Supplied text -
####
Biosynthetic Pathways of Carotenoids

Carotenoid biosynthetic pathways have been extensively studied over the past years. The starting molecule from which all carotenoids are synthesized is phytoene, a C40 colorless carotenoid. First, two molecules of geranylgeranyl diphosphate (GGPP) are condensed by the enzyme phytoene synthase (CrtYB) to produce phytoene. GGPP molecules are in turn synthesized by the condensation of dimethylallyl pyrophosphate (DMAPP) and three molecules of isopentenyl pyrophosphate (IPP), by means of the enzyme GGPP synthase (CrtE). Mainly in eukaryotes, these precursor molecules derive from the mevalonate pathway (MEV), whilst in prokaryotes and plants they derive from the methyl-erythritol phosphate pathway (MEP), also known as the non-mevalonate pathway [34].
Consequently, the enzyme phytoene desaturase (CrtI) catalyzes the transformation of phytoene into lycopene by introducing four double bonds. This enzyme can conduct further desaturation, synthesizing linear carotenoids, such as neurosporene or 3,4-didehydrolycopene.
In fungi (e.g., Xanthophyllomyces dendrorhous, Puccinia graminis [35][36]), the gene crtYB encodes a bifunctional enzyme that can perform as a phytoene synthase, as previously mentioned, and as a lycopene cyclase. The latter enzymatic activity is able to convert the acyclic ends of lycopene into β-rings, and generates carotenoid diversity, by producing β-carotene and γ-carotene. Subsequently, ketolation and hydroxylation reactions occur in order to synthesize other carotenoids (Figure 3). Depending on the microorganism, some carotenoids can be synthesized by enzymes encoded by different genes [37].
β-carotene hydroxylase is an enzyme encoded by the crtZ gene, which is able to hydroxylate β-carotene to form β-cryptoxanthin, and further add another hydroxy group to finally synthesize zeaxanthin.
Canthaxanthin is produced by the transformation of two methylene groups located in the β-ionone rings of β-carotene into keto groups. This reaction is carried out by the enzyme β-carotene ketolase (CrtW), which initially adds a keto group to β-carotene, forming echinenone, and afterwards synthesizes canthaxanthin by adding an extra keto group [38].
Furthermore, astaxanthin is formed by the addition of 4-keto groups and 3-hydroxy groups to the molecule of β-carotene, by means of the enzyme astaxanthin synthetase (CrtS), helped by a cytochrome P450 reductase (CrtR). These enzymes are naturally present in some microorganisms, such as X. dendrorhous [39]. Moreover, the biosynthesis of astaxanthin in other microorganisms has been described by means of the enzymes β-carotene hydroxylase and β-carotene ketolase, encoded by the genes crtZ and crtW, respectively [40].
The lutein biosynthetic pathway is mainly present in plants. Lutein can be synthesized from lycopene through the action of two lycopene cyclases (AtLCYe and AtLCYb) and two hydroxylases (AtCYP97A and AtCYP97C). The production of lutein has been observed in a strain of Synechocystis sp. transformed with the previously mentioned genes [34].
####
Record extracts -
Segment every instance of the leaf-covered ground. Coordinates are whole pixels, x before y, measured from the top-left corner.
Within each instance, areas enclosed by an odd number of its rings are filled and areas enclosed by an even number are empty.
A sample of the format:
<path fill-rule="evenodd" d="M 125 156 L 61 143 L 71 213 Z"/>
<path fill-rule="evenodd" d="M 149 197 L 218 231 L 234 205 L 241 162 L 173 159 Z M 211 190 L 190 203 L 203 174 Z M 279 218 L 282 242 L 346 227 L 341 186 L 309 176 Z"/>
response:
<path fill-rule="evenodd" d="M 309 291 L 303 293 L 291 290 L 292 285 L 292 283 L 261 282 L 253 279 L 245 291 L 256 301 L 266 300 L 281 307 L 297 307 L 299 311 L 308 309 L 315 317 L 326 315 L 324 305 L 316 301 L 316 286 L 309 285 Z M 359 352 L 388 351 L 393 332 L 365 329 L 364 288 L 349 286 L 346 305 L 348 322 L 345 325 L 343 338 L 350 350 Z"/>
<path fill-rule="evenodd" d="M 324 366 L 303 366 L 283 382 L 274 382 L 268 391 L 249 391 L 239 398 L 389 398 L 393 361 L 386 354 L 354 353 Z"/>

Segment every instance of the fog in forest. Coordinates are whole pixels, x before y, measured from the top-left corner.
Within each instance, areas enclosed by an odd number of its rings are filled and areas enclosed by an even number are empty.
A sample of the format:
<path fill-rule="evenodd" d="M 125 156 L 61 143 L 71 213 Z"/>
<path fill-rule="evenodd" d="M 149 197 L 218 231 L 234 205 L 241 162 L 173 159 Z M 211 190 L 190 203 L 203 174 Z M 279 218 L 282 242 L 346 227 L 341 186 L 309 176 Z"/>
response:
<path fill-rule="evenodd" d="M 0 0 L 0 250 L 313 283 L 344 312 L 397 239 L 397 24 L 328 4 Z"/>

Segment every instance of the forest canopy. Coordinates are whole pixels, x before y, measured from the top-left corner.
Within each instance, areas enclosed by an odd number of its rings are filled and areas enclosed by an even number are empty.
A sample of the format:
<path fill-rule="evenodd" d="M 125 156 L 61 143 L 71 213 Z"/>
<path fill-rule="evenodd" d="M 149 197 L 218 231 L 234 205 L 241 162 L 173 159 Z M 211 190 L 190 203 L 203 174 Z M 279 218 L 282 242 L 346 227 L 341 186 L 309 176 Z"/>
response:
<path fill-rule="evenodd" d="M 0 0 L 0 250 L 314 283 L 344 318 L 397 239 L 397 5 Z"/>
####
List of tasks -
• 1. Quote the carotenoid biosynthesis text, everything from "In fungi (e.g., Xanthophyllomyces" down to "different genes [37].".
• 2. According to the carotenoid biosynthesis text, which enzyme condenses two molecules of geranylgeranyl diphosphate to produce phytoene?
• 3. Decide whether each statement agrees with the carotenoid biosynthesis text. Answer yes or no for each, and quote the words of the text that settle it.
(a) In prokaryotes and plants, the precursor molecules derive from the mevalonate pathway.
(b) Phytoene desaturase turns phytoene into lycopene by introducing four double bonds.
(c) The lutein biosynthetic pathway is mainly present in plants.
None of the work here draws on the entries.

Answers given -
• 1.
In fungi (e.g., Xanthophyllomyces dendrorhous, Puccinia graminis [35][36]), the gene crtYB encodes a bifunctional enzyme that can perform as a phytoene synthase, as previously mentioned, and as a lycopene cyclase. The latter enzymatic activity is able to convert the acyclic ends of lycopene into β-rings, and generates carotenoid diversity, by producing β-carotene and γ-carotene. Subsequently, ketolation and hydroxylation reactions occur in order to synthesize other carotenoids (Figure 3). Depending on the microorganism, some carotenoids can be synthesized by enzymes encoded by different genes [37].

• 2. Phytoene synthase (CrtYB).

• 3.
(a) No: "whilst in prokaryotes and plants they derive from the methyl-erythritol phosphate pathway (MEP)"
(b) Yes: "the enzyme phytoene desaturase (CrtI) catalyzes the transformation of phytoene into lycopene by introducing four double bonds"
(c) Yes: "The lutein biosynthetic pathway is mainly present in plants."